■ BRANO CITATO
----------------
Gli Stati Uniti d’Africa è stato pubblicato da Morellini nel 2007.

In avanscoperta a Takaungu







In avanscoperta, una mezza informazione, un pizzico di fortuna… Percorrere strade non ancora percorse, cercare luoghi non ancora visitati, andare la’ dove sembra non esserci nulla, e finalmente trovare qualcosa per cui vale la pena fermarsi… Takaungu (*1) (*2).

Takaungu e’ un piccolo villaggio di pescatori fronte oceano posizionato sulla sponda dell’omonimo creek. La strada sterrata si perde entrando nel villaggio in mille vicoli e vicoletti. Non un turista e nessun uomo bianco all’orizzonte. Tutto e’ fermo come per incanto e la vita scorre lenta al riparo dal sole. Uomini e donne dalla pelle color nocciola sono seduti all’ombra di una qualche pianta o sonnecchiano su qualche stuoia di ukindu intrecciato. E’ il mese del ramadam, tutti son provati dalla fame e dalla sete, niente cibo e bevande alla luce del sole...
----------------
■ AZIONE RICHIESTA 1
Trascrivi dal brano su Takaungu il tratto che parte dalle parole "In avanscoperta, una" e si ferma dopo le parole "luce del sole...".
■ AZIONE RICHIESTA 2
Nel brano su Takaungu, elenca tutti i verbi all'infinito del paragrafo che comincia con "In avanscoperta, una mezza informazione".

■ INFORMAZIONI MOSTRATE
----------------
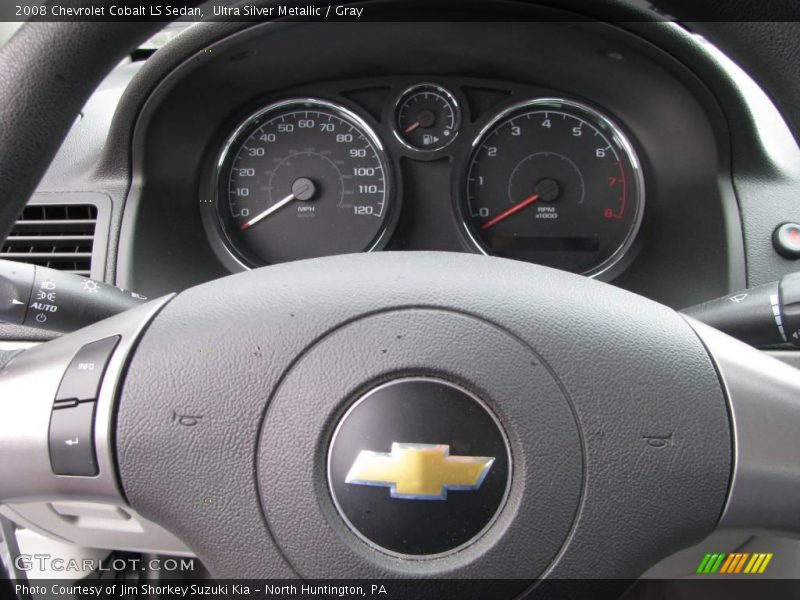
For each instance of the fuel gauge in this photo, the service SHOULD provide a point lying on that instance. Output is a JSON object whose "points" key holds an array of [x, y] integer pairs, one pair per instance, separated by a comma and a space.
{"points": [[427, 117]]}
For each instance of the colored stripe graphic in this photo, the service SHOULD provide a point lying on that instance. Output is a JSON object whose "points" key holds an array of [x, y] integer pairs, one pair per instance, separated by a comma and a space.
{"points": [[735, 562]]}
----------------
■ RISPOSTA 1
In avanscoperta, una mezza informazione, un pizzico di fortuna… Percorrere strade non ancora percorse, cercare luoghi non ancora visitati, andare la’ dove sembra non esserci nulla, e finalmente trovare qualcosa per cui vale la pena fermarsi… Takaungu (*1) (*2).

Takaungu e’ un piccolo villaggio di pescatori fronte oceano posizionato sulla sponda dell’omonimo creek. La strada sterrata si perde entrando nel villaggio in mille vicoli e vicoletti. Non un turista e nessun uomo bianco all’orizzonte. Tutto e’ fermo come per incanto e la vita scorre lenta al riparo dal sole. Uomini e donne dalla pelle color nocciola sono seduti all’ombra di una qualche pianta o sonnecchiano su qualche stuoia di ukindu intrecciato. E’ il mese del ramadam, tutti son provati dalla fame e dalla sete, niente cibo e bevande alla luce del sole...

■ RISPOSTA 2
percorrere, cercare, andare, esserci, trovare, fermarsi